(Task objective): Please, in the data that follows, copy exactly the lines from the line with "The service MUST place one dot on the bell" through the last one, both included. Do not include pictures.

*** Material to process ***

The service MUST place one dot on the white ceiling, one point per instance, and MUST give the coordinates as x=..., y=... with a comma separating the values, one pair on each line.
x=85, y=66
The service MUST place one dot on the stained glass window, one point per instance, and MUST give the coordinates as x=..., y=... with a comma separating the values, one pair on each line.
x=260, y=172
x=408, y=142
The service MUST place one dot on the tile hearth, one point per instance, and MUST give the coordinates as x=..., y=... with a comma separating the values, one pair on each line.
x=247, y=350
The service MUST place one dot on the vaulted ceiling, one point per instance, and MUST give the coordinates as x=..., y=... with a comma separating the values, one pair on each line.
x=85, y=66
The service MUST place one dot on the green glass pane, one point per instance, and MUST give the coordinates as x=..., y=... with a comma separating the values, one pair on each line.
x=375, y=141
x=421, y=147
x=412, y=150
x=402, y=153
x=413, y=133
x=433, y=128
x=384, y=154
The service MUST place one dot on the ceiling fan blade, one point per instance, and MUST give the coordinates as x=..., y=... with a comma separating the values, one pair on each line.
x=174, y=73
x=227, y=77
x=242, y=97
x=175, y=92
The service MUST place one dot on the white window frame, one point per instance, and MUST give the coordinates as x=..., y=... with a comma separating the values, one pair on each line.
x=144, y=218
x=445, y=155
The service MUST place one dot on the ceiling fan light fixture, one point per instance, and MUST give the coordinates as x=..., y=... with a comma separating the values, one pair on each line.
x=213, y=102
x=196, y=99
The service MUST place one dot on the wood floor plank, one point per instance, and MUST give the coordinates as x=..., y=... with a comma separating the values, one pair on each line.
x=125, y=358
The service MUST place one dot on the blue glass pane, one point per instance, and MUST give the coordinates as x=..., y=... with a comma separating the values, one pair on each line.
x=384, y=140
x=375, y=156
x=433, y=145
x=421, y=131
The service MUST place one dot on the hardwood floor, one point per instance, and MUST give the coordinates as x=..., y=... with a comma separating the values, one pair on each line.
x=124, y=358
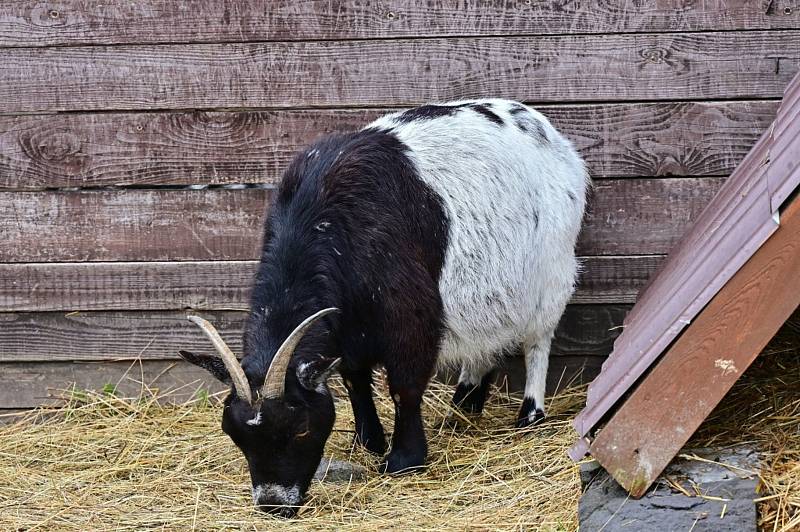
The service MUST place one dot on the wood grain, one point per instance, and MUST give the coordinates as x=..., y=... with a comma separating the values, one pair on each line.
x=32, y=23
x=400, y=72
x=25, y=385
x=626, y=217
x=694, y=375
x=226, y=285
x=585, y=330
x=90, y=150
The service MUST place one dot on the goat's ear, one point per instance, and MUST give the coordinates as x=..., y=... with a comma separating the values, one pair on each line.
x=315, y=373
x=212, y=364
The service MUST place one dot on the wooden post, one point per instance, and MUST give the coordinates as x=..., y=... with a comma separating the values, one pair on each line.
x=692, y=377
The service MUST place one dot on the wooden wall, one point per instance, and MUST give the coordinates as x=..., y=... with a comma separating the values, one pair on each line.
x=109, y=110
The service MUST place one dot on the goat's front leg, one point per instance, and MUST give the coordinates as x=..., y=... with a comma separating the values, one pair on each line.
x=369, y=431
x=409, y=448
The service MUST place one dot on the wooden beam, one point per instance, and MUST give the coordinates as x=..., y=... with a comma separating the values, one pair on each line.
x=25, y=385
x=225, y=285
x=176, y=148
x=692, y=377
x=30, y=23
x=626, y=217
x=577, y=68
x=584, y=331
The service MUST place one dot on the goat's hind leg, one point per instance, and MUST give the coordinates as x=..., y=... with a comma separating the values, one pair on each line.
x=537, y=354
x=369, y=431
x=472, y=389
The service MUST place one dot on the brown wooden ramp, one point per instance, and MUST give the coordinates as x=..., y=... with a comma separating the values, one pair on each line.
x=719, y=298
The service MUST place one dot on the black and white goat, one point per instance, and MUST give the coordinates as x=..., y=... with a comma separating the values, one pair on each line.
x=440, y=235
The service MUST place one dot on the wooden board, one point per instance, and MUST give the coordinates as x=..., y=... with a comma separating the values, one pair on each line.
x=30, y=23
x=692, y=377
x=24, y=385
x=220, y=285
x=585, y=330
x=627, y=217
x=398, y=72
x=90, y=150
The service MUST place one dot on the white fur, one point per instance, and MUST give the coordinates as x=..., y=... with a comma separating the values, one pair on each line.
x=276, y=494
x=505, y=281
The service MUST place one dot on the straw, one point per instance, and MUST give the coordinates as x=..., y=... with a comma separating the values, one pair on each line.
x=107, y=462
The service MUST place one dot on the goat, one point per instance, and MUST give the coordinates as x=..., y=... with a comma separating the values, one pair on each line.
x=441, y=235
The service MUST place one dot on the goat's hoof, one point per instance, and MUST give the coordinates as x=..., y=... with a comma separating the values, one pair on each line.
x=529, y=414
x=374, y=444
x=401, y=463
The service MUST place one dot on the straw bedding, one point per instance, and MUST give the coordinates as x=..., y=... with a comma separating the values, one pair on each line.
x=106, y=462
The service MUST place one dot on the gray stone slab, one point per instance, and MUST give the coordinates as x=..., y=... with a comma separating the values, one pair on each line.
x=605, y=505
x=339, y=471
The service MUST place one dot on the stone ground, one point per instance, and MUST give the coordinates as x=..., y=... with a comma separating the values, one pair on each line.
x=721, y=498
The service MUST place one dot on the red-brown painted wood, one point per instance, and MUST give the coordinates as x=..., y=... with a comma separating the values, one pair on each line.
x=692, y=377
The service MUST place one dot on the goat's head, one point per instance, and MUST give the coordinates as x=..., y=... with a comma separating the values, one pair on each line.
x=281, y=432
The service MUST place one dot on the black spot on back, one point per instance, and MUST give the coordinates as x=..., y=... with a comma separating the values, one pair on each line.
x=428, y=112
x=484, y=109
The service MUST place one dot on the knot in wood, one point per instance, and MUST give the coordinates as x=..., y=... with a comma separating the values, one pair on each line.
x=655, y=55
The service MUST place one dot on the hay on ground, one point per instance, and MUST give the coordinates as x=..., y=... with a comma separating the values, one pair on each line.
x=106, y=462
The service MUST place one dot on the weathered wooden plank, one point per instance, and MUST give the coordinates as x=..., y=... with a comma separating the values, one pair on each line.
x=218, y=285
x=400, y=72
x=25, y=385
x=627, y=217
x=585, y=330
x=29, y=23
x=616, y=140
x=694, y=375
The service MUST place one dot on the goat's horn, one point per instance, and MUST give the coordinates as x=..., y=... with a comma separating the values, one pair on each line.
x=275, y=380
x=235, y=370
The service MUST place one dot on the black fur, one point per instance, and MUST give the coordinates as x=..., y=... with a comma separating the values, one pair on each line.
x=529, y=407
x=528, y=124
x=352, y=227
x=428, y=112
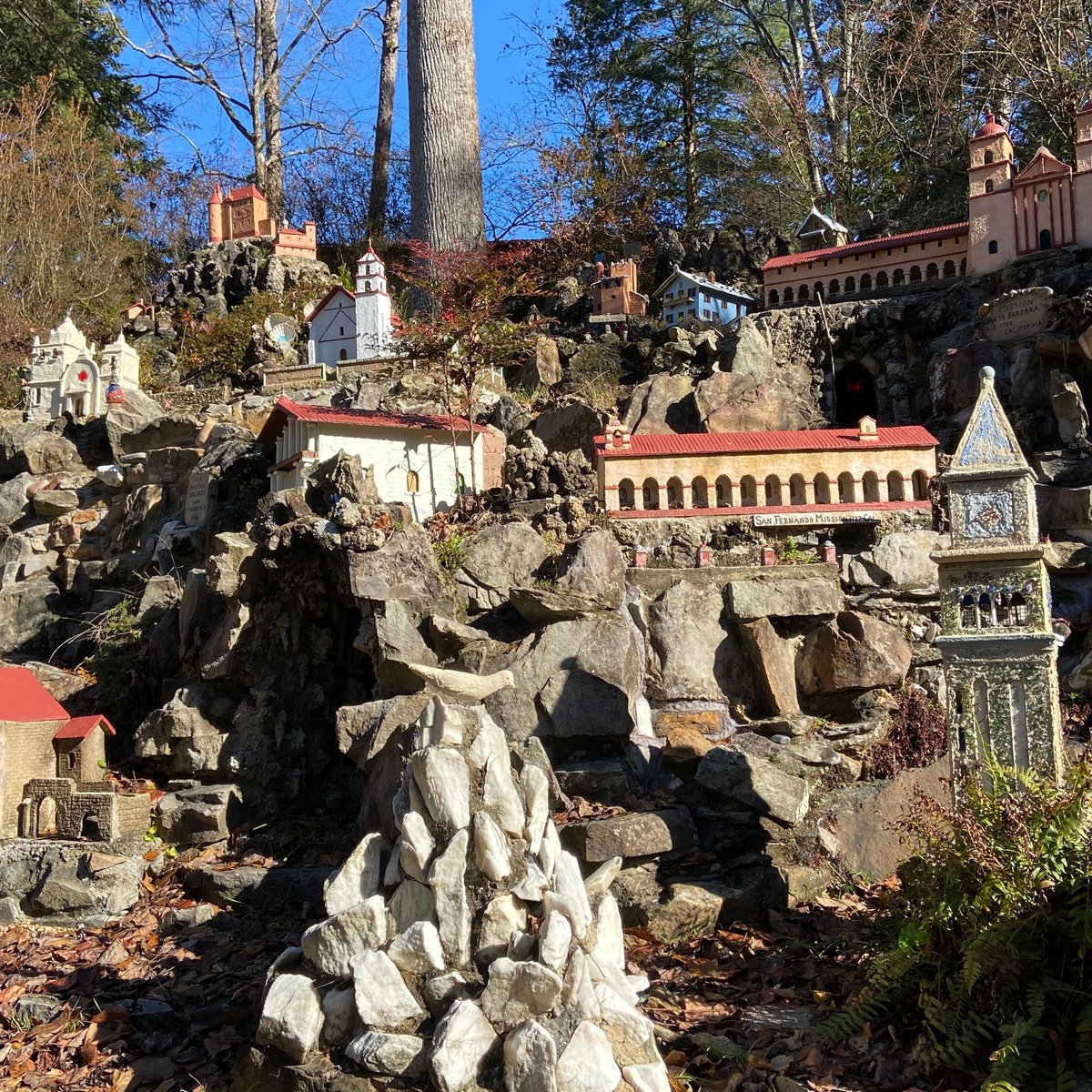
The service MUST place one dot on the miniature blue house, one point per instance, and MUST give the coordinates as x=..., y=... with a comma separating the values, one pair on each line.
x=693, y=296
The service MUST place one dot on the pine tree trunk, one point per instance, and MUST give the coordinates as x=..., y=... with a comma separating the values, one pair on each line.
x=385, y=120
x=445, y=151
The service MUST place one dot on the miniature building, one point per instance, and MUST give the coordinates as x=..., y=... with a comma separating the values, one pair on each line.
x=614, y=292
x=354, y=327
x=998, y=648
x=419, y=460
x=693, y=296
x=66, y=377
x=244, y=214
x=1046, y=206
x=53, y=769
x=812, y=478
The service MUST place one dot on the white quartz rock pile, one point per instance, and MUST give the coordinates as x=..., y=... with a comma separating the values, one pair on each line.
x=472, y=953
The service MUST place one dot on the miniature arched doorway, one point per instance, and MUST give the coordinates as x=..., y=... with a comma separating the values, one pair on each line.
x=47, y=817
x=854, y=394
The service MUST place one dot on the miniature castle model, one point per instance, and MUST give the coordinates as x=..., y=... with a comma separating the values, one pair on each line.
x=65, y=377
x=1044, y=207
x=614, y=292
x=693, y=296
x=814, y=476
x=998, y=648
x=354, y=327
x=53, y=769
x=419, y=460
x=244, y=214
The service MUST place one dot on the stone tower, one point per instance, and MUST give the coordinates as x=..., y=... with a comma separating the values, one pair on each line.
x=374, y=328
x=992, y=241
x=998, y=647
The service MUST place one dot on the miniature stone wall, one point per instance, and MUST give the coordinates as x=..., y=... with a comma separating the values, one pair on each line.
x=474, y=951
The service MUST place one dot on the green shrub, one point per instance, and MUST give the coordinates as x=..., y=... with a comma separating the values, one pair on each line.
x=994, y=926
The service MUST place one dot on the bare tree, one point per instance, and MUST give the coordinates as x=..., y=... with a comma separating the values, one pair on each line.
x=262, y=66
x=445, y=147
x=385, y=118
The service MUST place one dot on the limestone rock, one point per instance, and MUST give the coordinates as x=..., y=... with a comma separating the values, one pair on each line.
x=292, y=1016
x=358, y=879
x=587, y=1064
x=754, y=784
x=461, y=1047
x=854, y=652
x=518, y=992
x=382, y=998
x=530, y=1059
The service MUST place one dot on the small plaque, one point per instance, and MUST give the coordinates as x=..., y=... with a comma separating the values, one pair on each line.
x=197, y=498
x=1016, y=316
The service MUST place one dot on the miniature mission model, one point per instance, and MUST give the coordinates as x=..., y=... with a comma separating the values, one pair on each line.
x=1046, y=206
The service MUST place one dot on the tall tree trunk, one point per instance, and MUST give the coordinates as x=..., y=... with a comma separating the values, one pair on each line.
x=271, y=106
x=385, y=120
x=446, y=210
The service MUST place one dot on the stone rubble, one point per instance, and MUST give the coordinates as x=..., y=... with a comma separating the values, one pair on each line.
x=474, y=951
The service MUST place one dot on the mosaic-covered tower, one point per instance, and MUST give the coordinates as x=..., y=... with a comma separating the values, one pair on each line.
x=998, y=647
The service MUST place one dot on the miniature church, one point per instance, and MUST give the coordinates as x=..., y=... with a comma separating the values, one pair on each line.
x=68, y=376
x=354, y=326
x=999, y=651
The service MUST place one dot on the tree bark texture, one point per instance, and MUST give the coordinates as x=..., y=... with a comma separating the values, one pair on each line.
x=385, y=119
x=445, y=150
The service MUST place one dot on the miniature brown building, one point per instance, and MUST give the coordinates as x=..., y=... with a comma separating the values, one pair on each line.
x=53, y=769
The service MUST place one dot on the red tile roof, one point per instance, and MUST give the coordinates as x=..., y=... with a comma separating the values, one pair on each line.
x=722, y=443
x=80, y=727
x=25, y=700
x=868, y=245
x=360, y=419
x=809, y=511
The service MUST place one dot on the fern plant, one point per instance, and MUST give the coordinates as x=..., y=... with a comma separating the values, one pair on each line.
x=994, y=928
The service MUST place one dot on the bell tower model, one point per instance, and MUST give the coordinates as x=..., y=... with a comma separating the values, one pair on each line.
x=998, y=648
x=992, y=238
x=374, y=329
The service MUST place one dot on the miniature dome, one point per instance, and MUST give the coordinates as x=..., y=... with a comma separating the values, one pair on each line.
x=991, y=126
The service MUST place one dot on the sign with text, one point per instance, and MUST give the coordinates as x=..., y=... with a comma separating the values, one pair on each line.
x=1016, y=315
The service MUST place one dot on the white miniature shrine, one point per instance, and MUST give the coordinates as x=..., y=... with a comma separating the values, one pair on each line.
x=354, y=326
x=66, y=375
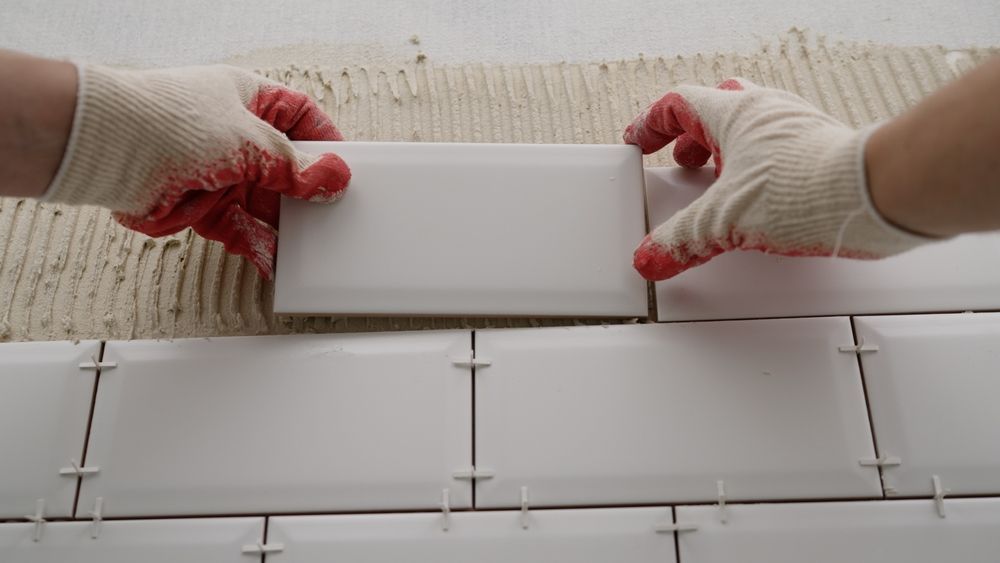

*** End of Material to process ***

(Output of the exercise):
The service MUST place one dot on the bell tower model, one point per instance, and MUST give the coordinates as x=..., y=... with a comma separating the values, one pair on each line.
x=998, y=648
x=992, y=238
x=374, y=329
The service MUST place one dot on the miniature dome, one point per instance, and MUST give the coordinates as x=..., y=... with a comma separating the values, one pair on each line.
x=991, y=126
The service MUST place one dot on the sign with text, one point per instance, and MUST give the coordinates as x=..., y=... with a comma separating the values, one pair on each line.
x=1016, y=315
The service MUST place one dot on the white miniature shrine, one point per instance, and MUST give the coordinates as x=..., y=... with a comma separating the values, one pair on each line.
x=354, y=326
x=66, y=375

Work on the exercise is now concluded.